Provided data ->
____
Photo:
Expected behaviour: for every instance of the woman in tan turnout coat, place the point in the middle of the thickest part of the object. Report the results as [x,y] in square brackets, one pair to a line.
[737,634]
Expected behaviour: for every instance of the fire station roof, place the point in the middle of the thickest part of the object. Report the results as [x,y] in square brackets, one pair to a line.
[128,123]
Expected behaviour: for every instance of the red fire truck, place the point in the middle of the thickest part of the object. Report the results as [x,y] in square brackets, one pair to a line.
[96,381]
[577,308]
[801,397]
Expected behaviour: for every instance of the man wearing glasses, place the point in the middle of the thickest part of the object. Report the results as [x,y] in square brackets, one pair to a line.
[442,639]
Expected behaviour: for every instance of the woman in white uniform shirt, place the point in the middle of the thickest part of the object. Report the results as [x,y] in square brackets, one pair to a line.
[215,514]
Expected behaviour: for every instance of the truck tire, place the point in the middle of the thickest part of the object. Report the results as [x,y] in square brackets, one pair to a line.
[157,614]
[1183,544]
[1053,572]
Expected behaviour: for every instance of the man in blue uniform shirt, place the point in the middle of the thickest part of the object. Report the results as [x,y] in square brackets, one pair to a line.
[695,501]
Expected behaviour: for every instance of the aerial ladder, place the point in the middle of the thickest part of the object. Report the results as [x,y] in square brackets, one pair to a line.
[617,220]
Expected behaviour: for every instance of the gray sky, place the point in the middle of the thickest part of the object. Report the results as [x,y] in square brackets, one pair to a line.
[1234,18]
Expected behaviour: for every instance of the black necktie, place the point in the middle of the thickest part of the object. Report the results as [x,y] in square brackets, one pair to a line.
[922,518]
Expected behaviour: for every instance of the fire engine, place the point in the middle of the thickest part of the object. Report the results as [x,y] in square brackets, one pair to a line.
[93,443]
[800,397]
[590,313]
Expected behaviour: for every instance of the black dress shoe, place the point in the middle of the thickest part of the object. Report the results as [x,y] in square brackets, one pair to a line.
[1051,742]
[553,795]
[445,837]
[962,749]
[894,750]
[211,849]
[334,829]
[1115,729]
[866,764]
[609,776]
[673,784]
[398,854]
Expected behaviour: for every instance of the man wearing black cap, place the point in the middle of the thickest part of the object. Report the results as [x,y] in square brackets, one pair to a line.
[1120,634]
____
The problem -> What is wanted is the complete set of entries, returned verbatim.

Response to this exercise ->
Photo:
Expected behaviour: for every instance of the woman in tan turnout coat, place the point in the middle of the thickest part of the object. Report the results as [x,y] in square brackets, one pair to a line.
[737,634]
Expected behaviour: for every instance of the fire station roof, place the point in the middle of the thickest part of the object. Report the results as [x,y] in square brackets, one pair to a line.
[128,123]
Expected behaviour: for every instance of the red fire truck, place the point in the middle of the thickest part of the object. Report the results as [x,y] in square brackets, one pair to a line.
[96,381]
[577,308]
[801,397]
Expected behaviour: for every instance of the man wearing glasses, place the point in the middle of the thickest part of the object. Report the results as [x,y] in square brackets, one pair to a line.
[442,639]
Expected behaviour: for every instance of the woman in white uniform shirt, place the point in the middle of the thickest part of the object. Report the results as [x,y] in square brackets, one pair to a line.
[215,514]
Expected behaviour: for every instance of the truck tire, place the point in the middle of the thickest part of the object. Report the results as [x,y] in square brackets, one pair to a line.
[157,614]
[1183,544]
[1053,572]
Expected behaviour: for every instance of the man in blue uniform shirt, place the point in the middle of the thickest part of the object. Report the results as [x,y] in square brackets, one pair to a line.
[695,501]
Expected behaviour: for every instance of the aerial ladder, place the point in the middle of the thickest part of the object. Report the results as [x,y] in square brackets, one pair to a line.
[617,220]
Expected behaviour: for every instance of the gray sky, place the point in the middle of the thickest part of the object. Report the results as [x,y] in square brackets, one pair to a line.
[1234,18]
Expected behaviour: for every instance of the black necktie, place the point in the middle of the thickest part of the object. Report the results as [x,y] in square brackets, one pair to a line.
[922,518]
Expected behaviour: for every instance of the fire engine, place the point in the middle of the thickest part of the object. Report the results as [x,y] in square brackets, one pair to a line.
[93,443]
[800,397]
[590,313]
Expected behaviour: for every instance of the black dress shoe, place the point in the middle of the thickest part of the object. Report the results as [x,y] in square brackets, one pair to a line.
[1051,742]
[553,795]
[445,837]
[962,749]
[894,750]
[211,849]
[334,829]
[1115,729]
[866,764]
[609,776]
[673,784]
[398,854]
Expected behaviour: for every instance of the man wearing black cap, place the point in the middle of the thickest part of the object. Report the results as [x,y] in square brackets, one pair to a line.
[1120,634]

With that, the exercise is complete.